[Passage for review Boundary: Start]

Statue of shepherd carrying a sheep. Words Treasures New and Old: Christian Culture and Cultures in the Patristic Age Friday, 4 October 2019

 

The Center thanks all those who participated in the conference Treasures New and Old: Christian Culture and Cultures in the Patristic Age. President John Garvey's comments can be found here. Prof. Robert Wilken's remarks appear in the February 2020 issue of First Things under the title "An Affair of Things". Photos of the conference can be found here. Below is an archived copy of the Conference Description and Program.

Conference Description

The earliest followers of Jesus lived in cities and regions in which religion and culture were tightly interconnected, both to one another and to the state. Yet even as they grew in number and stood apart from their neighbors in religious belief and practice, Christians of the first and second century claimed hardly any distinctive culture of their own. They lived in a variety of cities and villages, and spoke a variety of languages. They practiced no particular trade or manner of life, had differing levels and types of education, and wore no special kind of clothing (Epistle to Diognetus 5.1-4).

[Passage for review Boundary: End]
[Data Boundary: Start]

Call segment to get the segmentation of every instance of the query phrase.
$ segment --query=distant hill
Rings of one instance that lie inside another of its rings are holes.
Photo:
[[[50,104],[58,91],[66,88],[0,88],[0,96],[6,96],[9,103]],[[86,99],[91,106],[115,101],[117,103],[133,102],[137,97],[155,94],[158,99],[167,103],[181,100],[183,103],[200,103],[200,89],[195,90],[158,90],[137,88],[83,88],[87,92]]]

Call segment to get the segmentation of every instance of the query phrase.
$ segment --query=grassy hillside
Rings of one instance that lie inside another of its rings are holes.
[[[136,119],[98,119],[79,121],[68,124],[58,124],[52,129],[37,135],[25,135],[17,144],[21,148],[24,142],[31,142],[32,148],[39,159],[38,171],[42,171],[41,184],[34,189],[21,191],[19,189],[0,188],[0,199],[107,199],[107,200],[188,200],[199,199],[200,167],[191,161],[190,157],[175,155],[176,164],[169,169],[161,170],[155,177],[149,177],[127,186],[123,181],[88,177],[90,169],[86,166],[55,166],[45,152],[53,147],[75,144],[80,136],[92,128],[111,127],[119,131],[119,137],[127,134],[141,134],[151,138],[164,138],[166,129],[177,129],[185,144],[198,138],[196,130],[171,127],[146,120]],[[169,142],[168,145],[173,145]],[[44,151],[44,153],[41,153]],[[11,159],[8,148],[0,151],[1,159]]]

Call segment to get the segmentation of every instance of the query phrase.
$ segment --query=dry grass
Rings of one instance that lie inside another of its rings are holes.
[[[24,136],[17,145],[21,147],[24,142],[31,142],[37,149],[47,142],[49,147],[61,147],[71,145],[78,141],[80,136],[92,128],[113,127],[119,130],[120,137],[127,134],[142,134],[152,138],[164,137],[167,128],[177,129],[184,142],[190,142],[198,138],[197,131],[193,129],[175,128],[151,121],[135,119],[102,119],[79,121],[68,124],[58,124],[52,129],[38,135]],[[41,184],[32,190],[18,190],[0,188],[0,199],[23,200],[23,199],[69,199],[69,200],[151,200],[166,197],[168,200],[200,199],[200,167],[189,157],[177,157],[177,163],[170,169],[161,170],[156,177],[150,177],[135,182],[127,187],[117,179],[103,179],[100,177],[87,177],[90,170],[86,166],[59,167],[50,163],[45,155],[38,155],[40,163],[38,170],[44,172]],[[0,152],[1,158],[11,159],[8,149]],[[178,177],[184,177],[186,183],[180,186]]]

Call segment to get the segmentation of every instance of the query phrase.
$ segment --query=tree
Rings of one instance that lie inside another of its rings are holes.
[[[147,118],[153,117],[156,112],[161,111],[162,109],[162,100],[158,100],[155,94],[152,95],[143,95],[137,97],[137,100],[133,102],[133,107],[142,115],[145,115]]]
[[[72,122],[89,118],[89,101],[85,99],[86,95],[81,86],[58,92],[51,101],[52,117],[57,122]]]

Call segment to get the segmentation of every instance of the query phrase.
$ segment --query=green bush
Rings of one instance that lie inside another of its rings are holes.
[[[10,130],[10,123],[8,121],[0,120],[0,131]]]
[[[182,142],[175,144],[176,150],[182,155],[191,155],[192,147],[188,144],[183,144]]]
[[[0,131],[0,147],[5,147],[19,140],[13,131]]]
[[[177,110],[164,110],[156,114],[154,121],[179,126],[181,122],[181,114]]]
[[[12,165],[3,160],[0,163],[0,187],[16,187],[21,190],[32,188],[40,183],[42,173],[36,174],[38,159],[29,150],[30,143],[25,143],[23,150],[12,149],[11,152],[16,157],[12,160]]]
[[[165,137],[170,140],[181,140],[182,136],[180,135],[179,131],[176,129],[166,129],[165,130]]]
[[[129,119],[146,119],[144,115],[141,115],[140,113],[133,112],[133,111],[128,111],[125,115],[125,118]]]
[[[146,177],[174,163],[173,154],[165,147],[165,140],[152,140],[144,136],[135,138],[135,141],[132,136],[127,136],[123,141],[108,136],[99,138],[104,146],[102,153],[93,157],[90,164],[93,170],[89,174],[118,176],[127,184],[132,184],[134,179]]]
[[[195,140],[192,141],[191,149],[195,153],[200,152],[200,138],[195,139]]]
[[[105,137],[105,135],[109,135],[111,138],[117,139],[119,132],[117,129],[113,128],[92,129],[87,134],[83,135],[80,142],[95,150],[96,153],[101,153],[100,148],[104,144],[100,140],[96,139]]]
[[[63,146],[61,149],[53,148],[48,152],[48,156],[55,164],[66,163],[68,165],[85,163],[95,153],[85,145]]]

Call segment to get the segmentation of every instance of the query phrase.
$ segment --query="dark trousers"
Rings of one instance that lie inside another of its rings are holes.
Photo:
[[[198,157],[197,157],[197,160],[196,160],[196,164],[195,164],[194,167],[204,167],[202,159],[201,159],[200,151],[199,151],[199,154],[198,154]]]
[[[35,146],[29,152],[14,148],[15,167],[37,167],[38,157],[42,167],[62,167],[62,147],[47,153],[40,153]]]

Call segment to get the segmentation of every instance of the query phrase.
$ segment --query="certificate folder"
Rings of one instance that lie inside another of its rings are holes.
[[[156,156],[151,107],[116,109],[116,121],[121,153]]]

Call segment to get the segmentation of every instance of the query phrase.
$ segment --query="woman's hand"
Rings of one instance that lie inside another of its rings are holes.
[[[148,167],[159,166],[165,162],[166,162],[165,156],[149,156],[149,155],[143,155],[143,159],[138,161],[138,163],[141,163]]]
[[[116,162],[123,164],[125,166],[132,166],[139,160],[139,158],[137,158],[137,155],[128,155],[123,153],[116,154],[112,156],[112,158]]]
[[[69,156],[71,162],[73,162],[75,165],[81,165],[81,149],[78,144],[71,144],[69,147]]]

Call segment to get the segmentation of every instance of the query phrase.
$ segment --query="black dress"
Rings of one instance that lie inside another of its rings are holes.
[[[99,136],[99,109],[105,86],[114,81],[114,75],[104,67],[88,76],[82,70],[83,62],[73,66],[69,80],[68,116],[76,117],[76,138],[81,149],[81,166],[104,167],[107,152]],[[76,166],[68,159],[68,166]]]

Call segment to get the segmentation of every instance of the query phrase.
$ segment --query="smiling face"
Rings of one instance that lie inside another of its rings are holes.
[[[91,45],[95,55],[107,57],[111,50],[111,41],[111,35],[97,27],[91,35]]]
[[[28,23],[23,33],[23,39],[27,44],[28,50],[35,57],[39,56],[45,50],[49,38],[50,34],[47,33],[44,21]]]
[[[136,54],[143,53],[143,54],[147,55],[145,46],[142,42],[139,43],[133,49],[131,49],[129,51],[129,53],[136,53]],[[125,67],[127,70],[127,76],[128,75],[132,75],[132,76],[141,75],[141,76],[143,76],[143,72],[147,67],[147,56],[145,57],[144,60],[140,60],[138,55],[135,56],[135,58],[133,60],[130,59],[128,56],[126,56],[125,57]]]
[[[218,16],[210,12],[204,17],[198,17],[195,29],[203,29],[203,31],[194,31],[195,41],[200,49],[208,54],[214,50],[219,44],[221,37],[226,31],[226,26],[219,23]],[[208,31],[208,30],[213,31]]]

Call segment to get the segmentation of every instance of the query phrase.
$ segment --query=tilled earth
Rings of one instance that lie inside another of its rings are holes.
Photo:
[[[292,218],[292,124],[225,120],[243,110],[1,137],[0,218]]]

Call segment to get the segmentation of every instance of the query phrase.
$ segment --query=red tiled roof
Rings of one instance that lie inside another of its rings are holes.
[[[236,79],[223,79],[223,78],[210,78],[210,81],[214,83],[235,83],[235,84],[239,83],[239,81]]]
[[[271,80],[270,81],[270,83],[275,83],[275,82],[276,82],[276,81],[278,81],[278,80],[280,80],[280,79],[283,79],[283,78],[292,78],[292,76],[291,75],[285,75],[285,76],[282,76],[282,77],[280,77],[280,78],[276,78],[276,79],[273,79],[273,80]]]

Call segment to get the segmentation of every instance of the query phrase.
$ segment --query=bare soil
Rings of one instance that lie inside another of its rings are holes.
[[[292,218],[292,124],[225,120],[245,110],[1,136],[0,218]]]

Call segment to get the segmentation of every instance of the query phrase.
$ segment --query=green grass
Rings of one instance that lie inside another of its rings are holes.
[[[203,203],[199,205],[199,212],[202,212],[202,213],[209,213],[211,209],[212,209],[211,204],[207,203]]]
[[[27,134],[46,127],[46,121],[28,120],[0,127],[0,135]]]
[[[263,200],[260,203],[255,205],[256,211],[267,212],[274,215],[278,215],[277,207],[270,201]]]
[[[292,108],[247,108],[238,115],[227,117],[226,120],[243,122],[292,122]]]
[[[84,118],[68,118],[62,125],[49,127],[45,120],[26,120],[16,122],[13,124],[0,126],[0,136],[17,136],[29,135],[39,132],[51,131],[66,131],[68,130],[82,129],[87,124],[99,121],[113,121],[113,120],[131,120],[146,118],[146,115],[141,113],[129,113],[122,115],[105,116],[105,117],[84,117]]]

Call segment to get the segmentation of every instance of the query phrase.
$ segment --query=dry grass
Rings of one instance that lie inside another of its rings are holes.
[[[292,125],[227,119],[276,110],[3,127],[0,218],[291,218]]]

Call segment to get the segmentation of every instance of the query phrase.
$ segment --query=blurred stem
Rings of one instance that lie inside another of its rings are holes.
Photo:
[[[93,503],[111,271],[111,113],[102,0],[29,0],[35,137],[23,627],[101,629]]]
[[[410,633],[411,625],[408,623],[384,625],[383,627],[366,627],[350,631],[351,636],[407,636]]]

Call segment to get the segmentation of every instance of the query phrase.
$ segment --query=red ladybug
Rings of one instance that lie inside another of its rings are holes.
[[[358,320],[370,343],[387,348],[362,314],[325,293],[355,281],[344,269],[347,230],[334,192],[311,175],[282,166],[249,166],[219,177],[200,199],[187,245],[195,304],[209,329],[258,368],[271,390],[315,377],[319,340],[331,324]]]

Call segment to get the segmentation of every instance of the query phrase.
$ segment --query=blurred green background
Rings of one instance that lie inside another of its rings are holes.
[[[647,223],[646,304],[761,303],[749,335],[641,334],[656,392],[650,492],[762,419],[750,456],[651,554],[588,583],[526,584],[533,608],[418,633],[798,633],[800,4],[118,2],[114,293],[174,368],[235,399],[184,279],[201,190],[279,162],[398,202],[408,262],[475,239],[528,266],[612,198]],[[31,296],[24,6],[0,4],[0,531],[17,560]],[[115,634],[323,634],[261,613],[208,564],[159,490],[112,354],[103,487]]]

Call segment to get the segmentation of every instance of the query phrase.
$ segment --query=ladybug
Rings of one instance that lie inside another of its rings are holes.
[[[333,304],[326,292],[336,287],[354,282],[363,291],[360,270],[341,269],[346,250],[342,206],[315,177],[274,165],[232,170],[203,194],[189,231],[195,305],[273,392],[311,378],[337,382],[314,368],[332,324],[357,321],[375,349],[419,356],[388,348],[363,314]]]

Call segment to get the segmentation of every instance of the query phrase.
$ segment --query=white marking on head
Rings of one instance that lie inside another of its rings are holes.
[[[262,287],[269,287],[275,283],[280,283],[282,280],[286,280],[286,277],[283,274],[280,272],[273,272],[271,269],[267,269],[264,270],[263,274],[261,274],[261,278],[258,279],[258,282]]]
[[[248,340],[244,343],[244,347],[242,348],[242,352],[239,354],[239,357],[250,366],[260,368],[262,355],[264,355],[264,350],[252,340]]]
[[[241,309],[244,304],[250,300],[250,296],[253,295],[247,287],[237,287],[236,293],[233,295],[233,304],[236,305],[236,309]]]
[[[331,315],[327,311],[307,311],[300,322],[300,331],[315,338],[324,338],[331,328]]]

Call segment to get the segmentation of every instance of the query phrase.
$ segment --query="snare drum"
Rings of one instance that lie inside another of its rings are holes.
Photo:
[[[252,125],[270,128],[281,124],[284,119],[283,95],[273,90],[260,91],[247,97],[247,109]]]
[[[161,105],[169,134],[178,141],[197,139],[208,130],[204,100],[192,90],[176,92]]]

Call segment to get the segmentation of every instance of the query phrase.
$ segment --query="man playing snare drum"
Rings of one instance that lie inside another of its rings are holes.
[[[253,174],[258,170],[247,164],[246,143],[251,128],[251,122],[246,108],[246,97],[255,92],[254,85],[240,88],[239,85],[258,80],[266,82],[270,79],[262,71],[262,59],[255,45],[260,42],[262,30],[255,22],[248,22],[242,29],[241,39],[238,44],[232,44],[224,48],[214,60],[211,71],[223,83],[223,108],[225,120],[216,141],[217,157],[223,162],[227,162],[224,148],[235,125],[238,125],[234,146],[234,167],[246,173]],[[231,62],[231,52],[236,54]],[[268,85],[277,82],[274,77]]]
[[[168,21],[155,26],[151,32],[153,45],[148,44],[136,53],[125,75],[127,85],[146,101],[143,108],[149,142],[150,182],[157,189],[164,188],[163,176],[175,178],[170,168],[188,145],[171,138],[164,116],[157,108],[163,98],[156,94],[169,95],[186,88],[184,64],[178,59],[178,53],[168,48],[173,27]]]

[Data Boundary: End]

[Prompt]: According to the conference page, where were Prof. Robert Wilken's remarks published, and under what title? The lines that come after the conference page aren't needed here.

[Task response]: They appeared in the February 2020 issue of First Things under the title "An Affair of Things".